出典:
説明

XPath表現を含むXML表現された管理トランザクションを生成するための方法およびデバイス

【課題】例えば、構成変更をデータ・ネットワーク・デバイス上に転送するために使用される、XPath表現を含む新しいXML管理トランザクション要求を提供すること。
【解決手段】これらの新しい要求の生成および使用は、データ・ネットワーク・デバイスの設計またはアップグレードに関連付けられたコストを削減する助けとなる。これらの新しい要求を、より多くの構成機能へのアクセスをユーザーに与えるために増補されている、新規なコマンド・ライン・インタフェースにおいて生成することができる。複数の複雑な管理トランザクションを、実質的に同時に中央管理モジュールによって、新しい要求およびそれらの関連付けられたXPath表現を使用して実行することができる。構成変更に加えて、新しい要求を使用して、データ・ネットワーク・デバイスの現在の構成を得ることができる。

【発明の詳細な説明】
【背景技術】
【0001】
今日のデータ・ネットワークには、いくつかのリモート管理されたデータ・ネットワーク・デバイスが含まれる。次第に、このようなデバイスのリモート管理はより複雑になってきており、これは、ネットワークへのサブスクライバが異なるサービスを要求してきたからであり、ネットワークのオペレータが新しい管理ツールを必要としてきたからである。
【0002】
サブスクライバ、および、オペレータの管理上の必要性によって必要とされたサービスのすべてをサポートする能力は、重要な課題である。今日、データ・ネットワーク・デバイスがいくつかの異なるデバイスに接続されることは珍しいことではなく、これらの異なるデバイスは「クライアント」または「エージェント」と呼ばれ(集合的に以下で「エージェント」と称する)、各々は別々のサービスをサブスクライバに供給する。残念ながら、これらの各エージェントはデータ・ネットワーク・デバイスと、異なる「管理トランザクション要求」を使用して通信する。例えば、これらの各エージェントは、構成変更をデータ・ネットワーク・デバイスに、異なるプロトコル、フォーマットおよび/または表現における命令を使用して送信しようと試みる場合がある。
【0003】
このため、ルーターなど、データ・ネットワーク・デバイスは、多数の異なる管理トランザクション要求を解釈または変換するように設計されなければならない。これにより、このようなデバイスを設計するコストが増す。

やること: 上の出典から「XPath表現を含むXML表」から「在の構成を得ることができる。」までの部分を一字も変えずに書き写して返してください。

元の記録:
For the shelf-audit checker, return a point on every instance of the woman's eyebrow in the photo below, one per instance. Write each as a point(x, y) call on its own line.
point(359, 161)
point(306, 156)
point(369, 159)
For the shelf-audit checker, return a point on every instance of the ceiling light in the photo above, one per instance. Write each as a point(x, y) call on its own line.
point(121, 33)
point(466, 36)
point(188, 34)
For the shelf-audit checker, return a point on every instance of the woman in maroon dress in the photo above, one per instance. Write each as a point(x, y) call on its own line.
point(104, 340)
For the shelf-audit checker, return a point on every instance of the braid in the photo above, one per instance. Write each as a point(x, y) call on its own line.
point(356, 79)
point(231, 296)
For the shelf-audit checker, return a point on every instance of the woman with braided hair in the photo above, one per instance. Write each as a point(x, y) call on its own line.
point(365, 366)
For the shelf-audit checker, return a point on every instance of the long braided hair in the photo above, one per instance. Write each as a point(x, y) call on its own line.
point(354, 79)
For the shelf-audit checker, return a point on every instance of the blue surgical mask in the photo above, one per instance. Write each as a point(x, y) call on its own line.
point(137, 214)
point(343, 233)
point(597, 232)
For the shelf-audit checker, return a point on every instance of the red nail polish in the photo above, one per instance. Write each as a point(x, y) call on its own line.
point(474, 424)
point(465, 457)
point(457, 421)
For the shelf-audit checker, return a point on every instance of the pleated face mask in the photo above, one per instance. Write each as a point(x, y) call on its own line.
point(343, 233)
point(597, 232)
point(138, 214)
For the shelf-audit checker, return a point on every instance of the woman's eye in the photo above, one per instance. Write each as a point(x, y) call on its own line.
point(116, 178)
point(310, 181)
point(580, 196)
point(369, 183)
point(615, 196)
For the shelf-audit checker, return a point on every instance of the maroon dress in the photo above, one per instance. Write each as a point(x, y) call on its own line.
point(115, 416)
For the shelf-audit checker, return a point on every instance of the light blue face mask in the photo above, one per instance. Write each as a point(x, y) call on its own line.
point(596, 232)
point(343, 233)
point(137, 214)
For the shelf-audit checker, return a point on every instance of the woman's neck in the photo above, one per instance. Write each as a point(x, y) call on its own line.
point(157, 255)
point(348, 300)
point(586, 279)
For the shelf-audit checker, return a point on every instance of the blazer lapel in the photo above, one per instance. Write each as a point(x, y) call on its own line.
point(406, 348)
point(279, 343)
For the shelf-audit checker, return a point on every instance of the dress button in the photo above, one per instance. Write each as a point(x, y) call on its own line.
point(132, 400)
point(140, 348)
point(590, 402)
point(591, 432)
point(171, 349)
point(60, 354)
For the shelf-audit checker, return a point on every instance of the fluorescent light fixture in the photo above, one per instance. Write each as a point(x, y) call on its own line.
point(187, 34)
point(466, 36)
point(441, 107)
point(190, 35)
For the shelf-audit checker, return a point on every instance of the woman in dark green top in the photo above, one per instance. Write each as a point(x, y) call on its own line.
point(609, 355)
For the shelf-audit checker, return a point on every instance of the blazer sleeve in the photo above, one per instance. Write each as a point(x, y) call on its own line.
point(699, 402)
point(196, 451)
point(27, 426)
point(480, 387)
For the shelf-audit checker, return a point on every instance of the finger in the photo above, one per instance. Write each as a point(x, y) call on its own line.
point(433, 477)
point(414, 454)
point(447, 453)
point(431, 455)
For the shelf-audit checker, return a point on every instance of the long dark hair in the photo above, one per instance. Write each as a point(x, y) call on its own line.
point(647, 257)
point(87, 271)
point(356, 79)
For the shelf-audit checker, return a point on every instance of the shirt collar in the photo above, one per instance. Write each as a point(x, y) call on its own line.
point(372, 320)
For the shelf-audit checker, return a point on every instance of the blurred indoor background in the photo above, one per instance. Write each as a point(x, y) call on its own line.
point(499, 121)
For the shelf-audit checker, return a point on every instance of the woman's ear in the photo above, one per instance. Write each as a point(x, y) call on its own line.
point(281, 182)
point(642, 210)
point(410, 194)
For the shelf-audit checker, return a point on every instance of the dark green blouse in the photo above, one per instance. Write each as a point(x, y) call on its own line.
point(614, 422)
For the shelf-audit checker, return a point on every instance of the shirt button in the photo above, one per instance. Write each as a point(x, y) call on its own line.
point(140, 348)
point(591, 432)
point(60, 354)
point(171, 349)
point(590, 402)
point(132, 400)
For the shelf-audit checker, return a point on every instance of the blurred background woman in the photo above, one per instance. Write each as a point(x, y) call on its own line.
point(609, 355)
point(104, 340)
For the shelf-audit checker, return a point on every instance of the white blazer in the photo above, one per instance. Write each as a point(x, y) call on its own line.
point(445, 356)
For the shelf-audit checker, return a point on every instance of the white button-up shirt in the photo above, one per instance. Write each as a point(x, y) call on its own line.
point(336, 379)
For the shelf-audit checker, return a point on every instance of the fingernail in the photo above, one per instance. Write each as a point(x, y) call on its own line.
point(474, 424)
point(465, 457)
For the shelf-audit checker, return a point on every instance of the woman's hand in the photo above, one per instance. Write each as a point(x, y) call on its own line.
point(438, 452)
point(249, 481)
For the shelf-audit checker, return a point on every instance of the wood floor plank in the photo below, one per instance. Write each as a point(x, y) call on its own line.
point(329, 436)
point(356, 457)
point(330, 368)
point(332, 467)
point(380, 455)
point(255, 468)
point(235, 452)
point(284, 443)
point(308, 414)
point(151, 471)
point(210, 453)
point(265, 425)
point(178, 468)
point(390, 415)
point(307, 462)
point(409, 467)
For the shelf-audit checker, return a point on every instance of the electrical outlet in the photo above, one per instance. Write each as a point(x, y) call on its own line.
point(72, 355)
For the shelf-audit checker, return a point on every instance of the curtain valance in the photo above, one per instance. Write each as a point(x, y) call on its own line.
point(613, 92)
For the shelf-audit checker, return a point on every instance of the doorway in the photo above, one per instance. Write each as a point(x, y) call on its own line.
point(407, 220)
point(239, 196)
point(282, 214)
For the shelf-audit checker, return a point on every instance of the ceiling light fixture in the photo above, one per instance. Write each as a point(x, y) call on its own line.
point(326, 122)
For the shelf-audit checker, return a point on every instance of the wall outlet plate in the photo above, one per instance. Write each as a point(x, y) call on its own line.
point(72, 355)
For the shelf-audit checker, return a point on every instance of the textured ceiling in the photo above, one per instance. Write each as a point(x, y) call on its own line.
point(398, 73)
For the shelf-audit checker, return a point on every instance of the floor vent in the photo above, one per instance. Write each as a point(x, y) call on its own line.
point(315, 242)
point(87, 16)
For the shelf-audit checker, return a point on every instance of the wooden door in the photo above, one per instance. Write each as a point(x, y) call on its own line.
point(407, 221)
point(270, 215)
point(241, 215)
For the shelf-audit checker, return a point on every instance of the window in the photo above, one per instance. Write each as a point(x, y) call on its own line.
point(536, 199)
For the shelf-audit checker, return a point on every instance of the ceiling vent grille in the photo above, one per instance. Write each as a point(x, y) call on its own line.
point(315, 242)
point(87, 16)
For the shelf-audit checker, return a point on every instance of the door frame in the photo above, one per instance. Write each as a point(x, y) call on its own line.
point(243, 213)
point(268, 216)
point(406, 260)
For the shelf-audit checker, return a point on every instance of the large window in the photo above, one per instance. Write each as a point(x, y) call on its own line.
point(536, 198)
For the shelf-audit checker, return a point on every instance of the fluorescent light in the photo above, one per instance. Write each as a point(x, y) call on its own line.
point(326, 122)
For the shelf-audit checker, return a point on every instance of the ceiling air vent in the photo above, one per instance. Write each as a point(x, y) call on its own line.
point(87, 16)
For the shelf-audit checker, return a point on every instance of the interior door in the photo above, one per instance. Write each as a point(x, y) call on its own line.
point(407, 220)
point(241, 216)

結果:
XPath表現を含むXML表現された管理トランザクションを生成するための方法およびデバイス

【課題】例えば、構成変更をデータ・ネットワーク・デバイス上に転送するために使用される、XPath表現を含む新しいXML管理トランザクション要求を提供すること。
【解決手段】これらの新しい要求の生成および使用は、データ・ネットワーク・デバイスの設計またはアップグレードに関連付けられたコストを削減する助けとなる。これらの新しい要求を、より多くの構成機能へのアクセスをユーザーに与えるために増補されている、新規なコマンド・ライン・インタフェースにおいて生成することができる。複数の複雑な管理トランザクションを、実質的に同時に中央管理モジュールによって、新しい要求およびそれらの関連付けられたXPath表現を使用して実行することができる。構成変更に加えて、新しい要求を使用して、データ・ネットワーク・デバイスの現在の構成を得ることができる。